Transcribe all of the records precisely as they are presented.

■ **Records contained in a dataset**
____

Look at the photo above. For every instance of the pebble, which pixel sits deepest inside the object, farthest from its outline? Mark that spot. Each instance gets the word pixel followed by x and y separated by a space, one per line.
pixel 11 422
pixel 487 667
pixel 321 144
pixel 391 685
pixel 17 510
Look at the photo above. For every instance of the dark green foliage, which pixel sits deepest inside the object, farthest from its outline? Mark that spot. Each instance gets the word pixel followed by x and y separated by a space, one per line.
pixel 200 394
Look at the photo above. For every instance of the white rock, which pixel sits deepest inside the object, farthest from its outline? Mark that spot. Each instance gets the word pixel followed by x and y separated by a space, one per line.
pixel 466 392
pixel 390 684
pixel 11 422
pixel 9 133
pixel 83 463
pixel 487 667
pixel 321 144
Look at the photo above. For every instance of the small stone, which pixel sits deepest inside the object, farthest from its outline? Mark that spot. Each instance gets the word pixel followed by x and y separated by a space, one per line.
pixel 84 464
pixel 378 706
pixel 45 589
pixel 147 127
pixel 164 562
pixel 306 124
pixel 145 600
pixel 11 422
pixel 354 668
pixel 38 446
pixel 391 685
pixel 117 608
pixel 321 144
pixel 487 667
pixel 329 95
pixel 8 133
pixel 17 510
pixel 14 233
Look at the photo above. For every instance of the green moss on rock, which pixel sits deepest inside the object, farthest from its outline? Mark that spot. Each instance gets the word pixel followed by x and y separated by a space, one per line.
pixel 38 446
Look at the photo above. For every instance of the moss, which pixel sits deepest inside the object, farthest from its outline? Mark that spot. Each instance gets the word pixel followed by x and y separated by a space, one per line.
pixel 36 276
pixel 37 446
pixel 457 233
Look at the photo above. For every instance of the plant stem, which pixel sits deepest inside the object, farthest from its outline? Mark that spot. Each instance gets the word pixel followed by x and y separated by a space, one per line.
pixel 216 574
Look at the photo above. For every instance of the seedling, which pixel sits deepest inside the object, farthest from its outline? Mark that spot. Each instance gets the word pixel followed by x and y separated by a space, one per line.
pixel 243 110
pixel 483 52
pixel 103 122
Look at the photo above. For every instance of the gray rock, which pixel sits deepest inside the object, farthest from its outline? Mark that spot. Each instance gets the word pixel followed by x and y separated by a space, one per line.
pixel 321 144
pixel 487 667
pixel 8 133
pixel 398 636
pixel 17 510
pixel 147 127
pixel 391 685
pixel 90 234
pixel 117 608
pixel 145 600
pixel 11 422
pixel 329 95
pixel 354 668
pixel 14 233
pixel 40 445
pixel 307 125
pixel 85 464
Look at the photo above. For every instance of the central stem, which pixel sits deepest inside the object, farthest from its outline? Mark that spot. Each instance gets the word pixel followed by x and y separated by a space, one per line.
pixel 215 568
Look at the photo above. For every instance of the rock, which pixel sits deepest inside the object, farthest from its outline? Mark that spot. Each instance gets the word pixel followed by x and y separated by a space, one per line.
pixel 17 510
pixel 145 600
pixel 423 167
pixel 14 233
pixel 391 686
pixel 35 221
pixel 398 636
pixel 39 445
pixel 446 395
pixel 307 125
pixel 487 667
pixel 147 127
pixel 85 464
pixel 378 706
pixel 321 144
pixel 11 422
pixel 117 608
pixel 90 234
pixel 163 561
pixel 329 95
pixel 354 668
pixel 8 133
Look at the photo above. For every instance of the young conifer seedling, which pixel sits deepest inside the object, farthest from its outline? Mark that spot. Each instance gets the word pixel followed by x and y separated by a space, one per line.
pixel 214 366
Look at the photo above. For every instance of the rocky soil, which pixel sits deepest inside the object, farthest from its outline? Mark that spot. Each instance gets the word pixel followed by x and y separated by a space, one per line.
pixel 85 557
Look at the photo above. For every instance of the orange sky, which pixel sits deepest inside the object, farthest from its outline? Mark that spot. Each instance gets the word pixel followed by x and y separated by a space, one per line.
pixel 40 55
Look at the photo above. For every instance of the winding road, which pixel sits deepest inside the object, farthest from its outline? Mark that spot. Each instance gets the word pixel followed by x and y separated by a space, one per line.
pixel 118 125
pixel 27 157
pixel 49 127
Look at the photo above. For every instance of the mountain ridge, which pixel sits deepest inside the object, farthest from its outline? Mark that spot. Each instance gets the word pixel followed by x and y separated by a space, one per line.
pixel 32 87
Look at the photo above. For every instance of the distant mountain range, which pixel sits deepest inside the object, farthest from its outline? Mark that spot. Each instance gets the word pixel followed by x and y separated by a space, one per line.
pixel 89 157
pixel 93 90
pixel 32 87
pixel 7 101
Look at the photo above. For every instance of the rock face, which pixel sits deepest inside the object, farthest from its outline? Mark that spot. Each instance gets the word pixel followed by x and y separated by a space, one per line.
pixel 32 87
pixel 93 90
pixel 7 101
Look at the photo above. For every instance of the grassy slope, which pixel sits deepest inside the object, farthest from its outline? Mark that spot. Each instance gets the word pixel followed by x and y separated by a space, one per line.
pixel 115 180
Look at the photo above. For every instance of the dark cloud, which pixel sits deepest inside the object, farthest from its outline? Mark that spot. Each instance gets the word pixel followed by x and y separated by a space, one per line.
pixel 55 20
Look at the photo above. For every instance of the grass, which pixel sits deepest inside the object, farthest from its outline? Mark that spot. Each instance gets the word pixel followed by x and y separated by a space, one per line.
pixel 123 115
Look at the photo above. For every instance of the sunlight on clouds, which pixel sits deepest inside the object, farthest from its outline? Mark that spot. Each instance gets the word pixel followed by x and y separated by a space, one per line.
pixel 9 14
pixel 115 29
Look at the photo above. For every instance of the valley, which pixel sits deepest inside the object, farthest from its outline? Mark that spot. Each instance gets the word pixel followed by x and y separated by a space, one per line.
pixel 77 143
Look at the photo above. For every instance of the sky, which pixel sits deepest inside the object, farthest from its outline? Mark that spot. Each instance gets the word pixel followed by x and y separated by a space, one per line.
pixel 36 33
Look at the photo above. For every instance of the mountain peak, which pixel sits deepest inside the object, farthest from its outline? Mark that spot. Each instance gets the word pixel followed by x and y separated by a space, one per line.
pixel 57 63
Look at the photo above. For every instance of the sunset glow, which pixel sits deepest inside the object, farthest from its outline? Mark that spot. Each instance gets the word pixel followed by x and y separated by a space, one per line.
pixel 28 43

____

■ **Output below**
Look at the photo above. For every instance of the pebble, which pixel sits deepest inside the object, farthest from its outline? Mark that spot. Each instance gets the word pixel followed by x and y separated by a space, one per line.
pixel 11 422
pixel 487 667
pixel 321 144
pixel 391 685
pixel 17 510
Look at the photo above. For every instance of the dark green foliage, which pixel sits deepest inside the object, farthest from its outline? Mark that spot. Each instance gets the word pixel followed by x and y separated by a space, one per line.
pixel 200 394
Look at the photo above. For every instance of the white rock, which pixel sits deepest inside the object, farthest from its outline? Mark that spot. Each instance gets the word pixel followed by x and y separated by a space, one per line.
pixel 466 392
pixel 390 684
pixel 11 422
pixel 9 133
pixel 83 463
pixel 487 667
pixel 321 144
Look at the photo above. For every instance of the small stone, which pixel sits deepest inside the object, farthest from its outline? Mark that spot. Each instance gets the word pixel followed by x and y separated by a space, one per line.
pixel 84 464
pixel 378 706
pixel 45 589
pixel 147 127
pixel 164 562
pixel 306 124
pixel 145 600
pixel 11 422
pixel 354 668
pixel 38 446
pixel 391 685
pixel 117 608
pixel 321 144
pixel 487 667
pixel 329 95
pixel 8 133
pixel 17 510
pixel 14 233
Look at the photo above. For every instance of the green moss on rock, which pixel sits deepest inside the object, farthest from its outline? Mark that spot. Each instance gets the word pixel followed by x and y separated by a space, one per line.
pixel 38 446
Look at the photo above. For every instance of the moss, which pixel sits deepest inside the object, farthest from its outline? Mark that spot. Each instance gets the word pixel followed by x and y separated by a space, one per line.
pixel 36 276
pixel 37 446
pixel 457 233
Look at the photo above. For every instance of the plant stem, which pixel sits deepest inside the object, farthest from its outline? Mark that spot. Each instance gets the word pixel followed by x and y separated by a space, one per line.
pixel 216 574
Look at the photo above. For every instance of the seedling, which pixel sits deepest inside the object, farthest from its outline? Mark that spot. Each instance gets the word pixel followed by x and y separated by a space, one per line.
pixel 243 110
pixel 483 52
pixel 103 122
Look at the photo above. For every instance of the gray rock, which pixel sits deepest inside the object, farthest from its outline? Mark that spot. Each instance gets the word pixel followed by x and y separated by a space, one per line.
pixel 321 144
pixel 487 667
pixel 8 133
pixel 398 636
pixel 17 510
pixel 147 127
pixel 391 685
pixel 90 234
pixel 117 608
pixel 145 600
pixel 11 422
pixel 329 95
pixel 354 668
pixel 14 233
pixel 40 445
pixel 307 125
pixel 85 464
Look at the photo above. For every instance of the central stem, which pixel sits deepest inside the object, farthest from its outline? Mark that spot. Each instance gets the word pixel followed by x and y separated by a space, one per line.
pixel 215 568
Look at the photo above. For every instance of the rock, which pixel sits deepest inside the object, farthest from its outline? Mark that spot. Each instance gets the word pixel followed by x and y separated by a space, one per line.
pixel 17 510
pixel 145 600
pixel 423 167
pixel 14 233
pixel 391 686
pixel 35 221
pixel 398 636
pixel 39 445
pixel 446 395
pixel 307 125
pixel 487 667
pixel 147 127
pixel 85 464
pixel 378 706
pixel 321 144
pixel 11 422
pixel 117 608
pixel 90 234
pixel 163 561
pixel 329 95
pixel 354 668
pixel 8 133
Look at the photo above. For every instance of the young conifer seedling, which pixel sits deepest inside the object, farthest from its outline? Mark that spot. Each instance gets the word pixel followed by x and y separated by a space, one per line.
pixel 214 366
Look at the photo above. For every instance of the rocky soil, which pixel sits deepest inside the object, farthest from its outline? Mark that spot. Each instance gets the word pixel followed by x and y separated by a space, one per line.
pixel 85 557
Look at the photo above. For every instance of the orange sky, which pixel sits deepest inside the object, farthest from its outline? Mark that spot. Each instance gets the word pixel followed by x and y separated by a space, one per line.
pixel 40 55
Look at the photo above. For every instance of the winding road, which pixel sits deepest inside the object, farthest from its outline? Mark that spot. Each instance gets the word pixel followed by x and y separated by a space, one per line.
pixel 118 125
pixel 27 157
pixel 49 127
Look at the photo above. For every instance of the mountain ridge, which pixel sits deepest inside the object, farthest from its outline? Mark that spot. Each instance gets the word pixel followed by x and y separated by a space, one per line.
pixel 32 87
Look at the photo above. For every instance of the distant mountain range, which pixel sits deepest inside the object, farthest from its outline? Mark that spot. Each instance gets the word pixel followed by x and y separated by a space, one per line.
pixel 89 157
pixel 93 90
pixel 32 87
pixel 7 101
Look at the photo above. For every instance of the rock face, which pixel sits deepest inside the object, farthest from its outline? Mark that spot. Each instance gets the word pixel followed by x and y separated by a space, one per line.
pixel 32 87
pixel 93 90
pixel 7 101
Look at the photo above. For every instance of the grassy slope, which pixel sits deepest inside the object, farthest from its outline? Mark that spot. Each instance gets the word pixel followed by x and y separated by a space, one per line.
pixel 115 180
Look at the photo above. For every instance of the dark cloud, which pixel sits deepest inside the object, farthest from its outline? Mark that spot. Each instance gets the word pixel followed by x and y separated by a space, one per line.
pixel 55 20
Look at the photo above. For every instance of the grass, which pixel sits deepest inside the object, farthest from its outline? Mark that spot. Each instance gets the word pixel followed by x and y separated by a space, one per line.
pixel 123 115
Look at the photo above. For every instance of the sunlight on clouds, which pixel sits deepest inside the object, farthest from its outline? Mark that spot. Each instance gets the word pixel followed by x and y separated by a space, one per line.
pixel 9 14
pixel 115 29
Look at the photo above. For every instance of the valley, which pixel sits deepest inside the object, farthest from its outline? Mark that spot. Each instance gets the word pixel followed by x and y separated by a space, one per line.
pixel 77 143
Look at the photo above. For every instance of the sky, which pixel sits deepest inside the object, farthest from its outline? Mark that spot. Each instance gets the word pixel followed by x and y separated by a space, one per line.
pixel 36 33
Look at the photo above. For every instance of the mountain peak, which pixel sits deepest inside the object, farthest from its outline? Mark that spot. Each instance gets the word pixel followed by x and y separated by a space, one per line.
pixel 57 63
Look at the photo above. For every instance of the sunset glow, which pixel sits deepest inside the object, farthest from its outline? Mark that spot. Each instance gets the word pixel followed by x and y separated by a space, one per line.
pixel 28 43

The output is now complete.